Work instructions:
Can you retype everything from "While physiological signals" down to "employed in robotics." in the text on machine-learning frameworks below, word for word?

Extracted text:
◆ ◆ ◆

Machine-learning modeling frameworks can broadly be divided into discriminative and generative categories. Discriminative frameworks take a simplistic approach by modeling the underlying process as a particular variable. While this is adequate for many applications, the actual processes are, in fact, much more complex. For example, in electroencephalography (EEG) based seizure detection using a discriminative model such as a support-vector-based classification, in which an application simply focuses on detecting seizures or non-seizures. In fact, neurological processes that lead to a seizure are more complicated, as there are dynamics during the onset of the seizure. Data representing this underlying dynamic gradually traverses a feature space from a non-seizure space, and eventually crosses the decision boundary to a seizure space.
Generative frameworks attempt to model the underlying processes more richly for applications where such characteristics might be important. For example, during a sleep stage, monitoring a combination of Gaussian mixture models (GMMs) and hidden Markov models (HMMs) is used to identify a sleep stage by detecting patterns of state transitions.
While physiological signals for biomedical applications have some of the most analytically intractable features, other non-biomedical such as robotics benefit from machine-learning. For example, machine-learning is employed in robotics for 3D scene analysis and manipulator actuation and so forth. As such, many of the same types of machine-learning frameworks are used in biomedical applications and employed in robotics.
These examples illustrate that different modeling frameworks are required to address the processes encountered in different applications. Thus, there is a need for a machine-learning accelerator (MLA) integrated circuit to support a range of computations required in these various machine-learning frameworks while employing a specialized architecture that can exploit the algorithmic structure described previously in order to achieve low energy.

◆ ◆ ◆

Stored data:
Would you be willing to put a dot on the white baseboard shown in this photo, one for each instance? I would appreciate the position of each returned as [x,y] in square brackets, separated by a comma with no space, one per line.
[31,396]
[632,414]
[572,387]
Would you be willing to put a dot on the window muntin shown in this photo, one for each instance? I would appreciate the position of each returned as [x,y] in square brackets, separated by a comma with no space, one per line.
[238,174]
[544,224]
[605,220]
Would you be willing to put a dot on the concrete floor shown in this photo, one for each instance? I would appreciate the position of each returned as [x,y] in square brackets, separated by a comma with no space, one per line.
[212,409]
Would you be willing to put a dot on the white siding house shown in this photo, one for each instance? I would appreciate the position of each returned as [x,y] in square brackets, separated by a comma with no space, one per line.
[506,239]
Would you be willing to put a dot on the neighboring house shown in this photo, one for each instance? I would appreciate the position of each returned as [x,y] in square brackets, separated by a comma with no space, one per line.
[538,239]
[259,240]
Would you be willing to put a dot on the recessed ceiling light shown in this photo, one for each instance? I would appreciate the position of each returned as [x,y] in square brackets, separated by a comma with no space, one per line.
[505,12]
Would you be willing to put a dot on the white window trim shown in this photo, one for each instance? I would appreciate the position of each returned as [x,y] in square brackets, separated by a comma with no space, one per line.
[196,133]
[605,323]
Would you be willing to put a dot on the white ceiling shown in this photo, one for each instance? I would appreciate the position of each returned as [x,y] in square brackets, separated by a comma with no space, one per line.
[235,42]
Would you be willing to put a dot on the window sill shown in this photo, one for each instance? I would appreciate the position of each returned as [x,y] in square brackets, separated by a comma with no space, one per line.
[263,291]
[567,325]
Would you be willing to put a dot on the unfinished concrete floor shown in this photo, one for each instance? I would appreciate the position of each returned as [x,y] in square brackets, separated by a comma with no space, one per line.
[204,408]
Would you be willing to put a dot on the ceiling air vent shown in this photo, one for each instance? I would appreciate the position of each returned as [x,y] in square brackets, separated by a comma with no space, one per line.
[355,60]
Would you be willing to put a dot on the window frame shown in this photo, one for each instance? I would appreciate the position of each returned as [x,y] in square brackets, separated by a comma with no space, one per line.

◆ ◆ ◆

Output of the exercise:
While physiological signals for biomedical applications have some of the most analytically intractable features, other non-biomedical such as robotics benefit from machine-learning. For example, machine-learning is employed in robotics for 3D scene analysis and manipulator actuation and so forth. As such, many of the same types of machine-learning frameworks are used in biomedical applications and employed in robotics.